• Exercise inputs:
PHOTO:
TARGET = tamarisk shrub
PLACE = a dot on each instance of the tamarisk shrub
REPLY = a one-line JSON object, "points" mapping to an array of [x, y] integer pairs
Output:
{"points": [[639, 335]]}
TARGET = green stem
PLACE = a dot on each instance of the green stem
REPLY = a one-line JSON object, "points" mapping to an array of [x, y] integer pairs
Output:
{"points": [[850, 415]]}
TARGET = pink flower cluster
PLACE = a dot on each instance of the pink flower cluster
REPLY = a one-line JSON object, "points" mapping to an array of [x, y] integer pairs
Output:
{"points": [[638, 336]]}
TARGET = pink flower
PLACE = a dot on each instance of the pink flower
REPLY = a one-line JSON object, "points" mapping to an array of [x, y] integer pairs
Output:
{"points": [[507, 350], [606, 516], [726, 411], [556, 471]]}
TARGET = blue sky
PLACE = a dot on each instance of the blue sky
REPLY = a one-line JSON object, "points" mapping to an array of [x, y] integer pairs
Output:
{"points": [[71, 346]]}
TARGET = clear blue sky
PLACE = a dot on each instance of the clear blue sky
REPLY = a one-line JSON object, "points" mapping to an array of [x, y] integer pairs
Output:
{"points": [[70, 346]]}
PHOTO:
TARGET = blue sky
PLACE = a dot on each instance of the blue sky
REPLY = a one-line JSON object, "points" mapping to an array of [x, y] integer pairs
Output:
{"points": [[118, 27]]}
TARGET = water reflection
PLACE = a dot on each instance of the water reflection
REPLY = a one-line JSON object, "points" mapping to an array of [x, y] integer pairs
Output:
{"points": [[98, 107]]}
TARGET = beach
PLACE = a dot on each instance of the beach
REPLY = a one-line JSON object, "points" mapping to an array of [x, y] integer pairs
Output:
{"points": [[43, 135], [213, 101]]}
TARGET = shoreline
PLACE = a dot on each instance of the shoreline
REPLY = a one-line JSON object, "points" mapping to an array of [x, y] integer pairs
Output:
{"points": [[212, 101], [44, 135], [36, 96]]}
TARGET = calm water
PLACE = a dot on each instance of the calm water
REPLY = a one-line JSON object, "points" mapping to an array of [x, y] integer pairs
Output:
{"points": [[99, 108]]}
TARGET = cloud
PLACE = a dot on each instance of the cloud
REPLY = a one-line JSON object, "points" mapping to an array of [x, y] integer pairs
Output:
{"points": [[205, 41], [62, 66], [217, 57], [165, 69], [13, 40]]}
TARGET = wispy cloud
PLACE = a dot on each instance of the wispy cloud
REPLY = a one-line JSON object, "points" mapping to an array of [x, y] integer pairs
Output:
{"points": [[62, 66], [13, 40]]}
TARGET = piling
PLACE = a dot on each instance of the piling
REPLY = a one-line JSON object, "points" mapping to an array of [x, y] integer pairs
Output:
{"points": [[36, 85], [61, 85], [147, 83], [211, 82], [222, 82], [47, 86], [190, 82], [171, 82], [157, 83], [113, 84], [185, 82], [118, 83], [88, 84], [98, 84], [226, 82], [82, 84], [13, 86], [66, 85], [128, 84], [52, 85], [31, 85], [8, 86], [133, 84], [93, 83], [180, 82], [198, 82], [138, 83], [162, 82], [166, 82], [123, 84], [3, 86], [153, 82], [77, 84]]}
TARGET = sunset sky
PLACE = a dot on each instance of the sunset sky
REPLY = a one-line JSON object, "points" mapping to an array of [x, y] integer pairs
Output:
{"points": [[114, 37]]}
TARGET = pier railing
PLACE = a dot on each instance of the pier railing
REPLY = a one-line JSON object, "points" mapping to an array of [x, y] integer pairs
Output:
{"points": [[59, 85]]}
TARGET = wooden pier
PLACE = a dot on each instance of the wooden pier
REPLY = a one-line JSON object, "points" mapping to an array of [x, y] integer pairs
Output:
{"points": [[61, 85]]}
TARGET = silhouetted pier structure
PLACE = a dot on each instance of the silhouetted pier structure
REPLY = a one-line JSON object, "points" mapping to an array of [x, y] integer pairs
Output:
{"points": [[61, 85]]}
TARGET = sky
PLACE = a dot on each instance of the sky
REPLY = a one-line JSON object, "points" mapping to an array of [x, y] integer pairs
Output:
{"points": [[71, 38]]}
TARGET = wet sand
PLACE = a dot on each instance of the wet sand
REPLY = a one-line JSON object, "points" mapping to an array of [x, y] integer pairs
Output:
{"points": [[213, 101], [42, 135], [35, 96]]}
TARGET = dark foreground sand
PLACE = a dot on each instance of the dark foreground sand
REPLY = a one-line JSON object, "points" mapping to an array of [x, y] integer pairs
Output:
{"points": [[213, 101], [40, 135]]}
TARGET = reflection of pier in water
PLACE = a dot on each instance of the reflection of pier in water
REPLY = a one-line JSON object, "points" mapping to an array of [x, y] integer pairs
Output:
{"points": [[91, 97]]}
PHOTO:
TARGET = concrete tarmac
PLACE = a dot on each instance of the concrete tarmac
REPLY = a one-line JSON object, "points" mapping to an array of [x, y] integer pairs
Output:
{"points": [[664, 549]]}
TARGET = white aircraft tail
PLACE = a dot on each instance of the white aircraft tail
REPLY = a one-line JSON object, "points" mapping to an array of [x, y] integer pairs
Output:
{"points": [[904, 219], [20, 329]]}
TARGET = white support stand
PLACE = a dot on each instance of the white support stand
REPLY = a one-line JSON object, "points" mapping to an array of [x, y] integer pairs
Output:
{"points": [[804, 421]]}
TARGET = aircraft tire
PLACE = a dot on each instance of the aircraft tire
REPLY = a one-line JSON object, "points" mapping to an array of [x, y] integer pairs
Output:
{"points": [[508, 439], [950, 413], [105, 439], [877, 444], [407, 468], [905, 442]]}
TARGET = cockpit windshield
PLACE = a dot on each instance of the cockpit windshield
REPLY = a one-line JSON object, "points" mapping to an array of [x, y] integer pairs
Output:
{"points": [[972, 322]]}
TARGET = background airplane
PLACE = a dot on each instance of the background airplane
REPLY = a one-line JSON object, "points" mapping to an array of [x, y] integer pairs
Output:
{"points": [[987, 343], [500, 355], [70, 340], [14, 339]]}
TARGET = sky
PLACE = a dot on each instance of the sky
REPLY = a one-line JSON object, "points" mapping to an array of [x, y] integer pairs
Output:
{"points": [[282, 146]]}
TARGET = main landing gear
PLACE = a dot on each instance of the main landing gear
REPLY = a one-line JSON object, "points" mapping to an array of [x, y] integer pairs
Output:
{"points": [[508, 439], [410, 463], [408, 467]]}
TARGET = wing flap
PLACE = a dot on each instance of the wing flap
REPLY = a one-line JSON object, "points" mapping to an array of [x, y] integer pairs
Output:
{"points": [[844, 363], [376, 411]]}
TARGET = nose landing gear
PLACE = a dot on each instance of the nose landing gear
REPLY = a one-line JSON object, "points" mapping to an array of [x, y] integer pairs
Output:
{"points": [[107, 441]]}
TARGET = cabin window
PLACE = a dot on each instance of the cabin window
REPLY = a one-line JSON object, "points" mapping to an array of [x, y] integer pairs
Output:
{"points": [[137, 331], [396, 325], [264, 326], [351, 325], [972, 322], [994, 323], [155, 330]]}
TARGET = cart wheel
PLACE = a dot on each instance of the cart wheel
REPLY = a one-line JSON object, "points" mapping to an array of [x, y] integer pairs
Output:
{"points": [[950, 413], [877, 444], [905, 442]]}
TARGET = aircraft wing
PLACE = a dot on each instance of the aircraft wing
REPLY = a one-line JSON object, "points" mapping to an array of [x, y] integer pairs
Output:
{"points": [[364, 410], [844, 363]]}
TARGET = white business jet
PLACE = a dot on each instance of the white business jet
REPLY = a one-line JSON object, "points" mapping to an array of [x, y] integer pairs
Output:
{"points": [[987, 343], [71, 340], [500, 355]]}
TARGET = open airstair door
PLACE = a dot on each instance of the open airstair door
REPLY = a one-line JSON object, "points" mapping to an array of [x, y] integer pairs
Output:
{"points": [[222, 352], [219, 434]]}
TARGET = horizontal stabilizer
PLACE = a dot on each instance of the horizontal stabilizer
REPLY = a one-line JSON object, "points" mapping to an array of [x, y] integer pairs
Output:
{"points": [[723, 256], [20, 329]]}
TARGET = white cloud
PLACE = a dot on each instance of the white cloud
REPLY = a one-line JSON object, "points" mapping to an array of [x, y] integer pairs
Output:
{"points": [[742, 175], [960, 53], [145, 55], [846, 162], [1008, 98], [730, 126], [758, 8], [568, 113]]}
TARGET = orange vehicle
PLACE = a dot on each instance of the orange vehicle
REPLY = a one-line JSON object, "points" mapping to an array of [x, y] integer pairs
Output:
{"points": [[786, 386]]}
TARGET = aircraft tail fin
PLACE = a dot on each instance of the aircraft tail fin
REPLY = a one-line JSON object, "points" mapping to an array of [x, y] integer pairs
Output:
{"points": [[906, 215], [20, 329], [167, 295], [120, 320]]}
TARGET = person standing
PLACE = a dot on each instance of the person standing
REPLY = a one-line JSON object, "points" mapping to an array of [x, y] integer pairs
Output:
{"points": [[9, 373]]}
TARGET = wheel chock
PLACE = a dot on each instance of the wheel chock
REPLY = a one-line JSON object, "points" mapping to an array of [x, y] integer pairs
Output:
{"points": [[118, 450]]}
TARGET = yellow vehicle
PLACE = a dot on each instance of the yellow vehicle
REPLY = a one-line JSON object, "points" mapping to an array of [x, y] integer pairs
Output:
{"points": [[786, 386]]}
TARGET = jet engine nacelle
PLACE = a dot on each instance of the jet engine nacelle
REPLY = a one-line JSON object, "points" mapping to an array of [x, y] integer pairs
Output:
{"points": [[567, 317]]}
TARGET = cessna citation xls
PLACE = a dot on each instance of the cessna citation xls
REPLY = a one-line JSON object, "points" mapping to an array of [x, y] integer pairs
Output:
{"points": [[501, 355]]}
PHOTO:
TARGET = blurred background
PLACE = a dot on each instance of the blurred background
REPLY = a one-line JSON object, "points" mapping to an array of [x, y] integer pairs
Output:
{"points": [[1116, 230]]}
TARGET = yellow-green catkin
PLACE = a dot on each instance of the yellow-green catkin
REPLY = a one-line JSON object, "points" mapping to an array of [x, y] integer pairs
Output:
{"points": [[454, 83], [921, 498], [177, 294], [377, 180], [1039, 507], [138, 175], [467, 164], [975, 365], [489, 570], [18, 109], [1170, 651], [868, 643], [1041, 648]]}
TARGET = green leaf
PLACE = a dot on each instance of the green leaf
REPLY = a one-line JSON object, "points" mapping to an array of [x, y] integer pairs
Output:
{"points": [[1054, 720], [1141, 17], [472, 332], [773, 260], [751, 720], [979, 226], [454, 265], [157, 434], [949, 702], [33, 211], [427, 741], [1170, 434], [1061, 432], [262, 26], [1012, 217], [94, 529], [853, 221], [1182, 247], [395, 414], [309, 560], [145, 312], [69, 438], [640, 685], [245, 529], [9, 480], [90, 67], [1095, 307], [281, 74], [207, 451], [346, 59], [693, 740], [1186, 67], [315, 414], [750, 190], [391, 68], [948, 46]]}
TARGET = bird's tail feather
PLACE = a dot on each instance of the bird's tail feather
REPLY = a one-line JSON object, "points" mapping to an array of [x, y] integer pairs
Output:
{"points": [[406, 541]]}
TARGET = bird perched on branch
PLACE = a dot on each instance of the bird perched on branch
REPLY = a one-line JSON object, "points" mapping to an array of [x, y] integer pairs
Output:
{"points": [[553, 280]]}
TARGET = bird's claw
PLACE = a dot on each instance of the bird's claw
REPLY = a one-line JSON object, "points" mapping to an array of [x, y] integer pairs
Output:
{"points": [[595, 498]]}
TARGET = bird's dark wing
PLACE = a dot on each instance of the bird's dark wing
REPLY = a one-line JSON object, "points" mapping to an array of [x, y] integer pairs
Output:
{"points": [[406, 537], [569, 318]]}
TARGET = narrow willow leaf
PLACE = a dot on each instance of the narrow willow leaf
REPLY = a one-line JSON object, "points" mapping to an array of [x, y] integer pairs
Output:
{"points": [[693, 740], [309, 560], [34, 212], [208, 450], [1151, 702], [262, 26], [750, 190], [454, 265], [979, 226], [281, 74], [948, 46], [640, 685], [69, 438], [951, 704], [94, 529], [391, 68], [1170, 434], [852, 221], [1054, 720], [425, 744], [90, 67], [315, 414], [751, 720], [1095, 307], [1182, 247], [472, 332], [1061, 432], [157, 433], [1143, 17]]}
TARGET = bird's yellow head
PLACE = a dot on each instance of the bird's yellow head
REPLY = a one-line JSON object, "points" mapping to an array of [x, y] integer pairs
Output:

• Aim: Copy the material exactly, starting with the line that contains "TARGET = narrow willow leaf" and going on through the end of the material.

• Written reply:
TARGET = narrow willow leaf
PLACE = a dot on each instance of the narrow willow leaf
REPLY = a one-line JSON object, "points" mapping to an array of [x, y] integer pairs
Output:
{"points": [[693, 740], [309, 560], [34, 212], [208, 450], [1151, 702], [262, 26], [750, 190], [454, 265], [979, 226], [281, 74], [948, 46], [640, 685], [69, 438], [951, 704], [94, 529], [391, 68], [1170, 434], [852, 221], [1054, 720], [425, 744], [90, 67], [315, 414], [751, 720], [1095, 307], [1182, 247], [472, 332], [1061, 432], [157, 433], [1143, 17]]}
TARGET = bird's yellow head
PLACE = a dot on each instance of the bird's yellow head
REPLY = a one-line JSON object, "points" mapping to an array of [x, y] integer pairs
Output:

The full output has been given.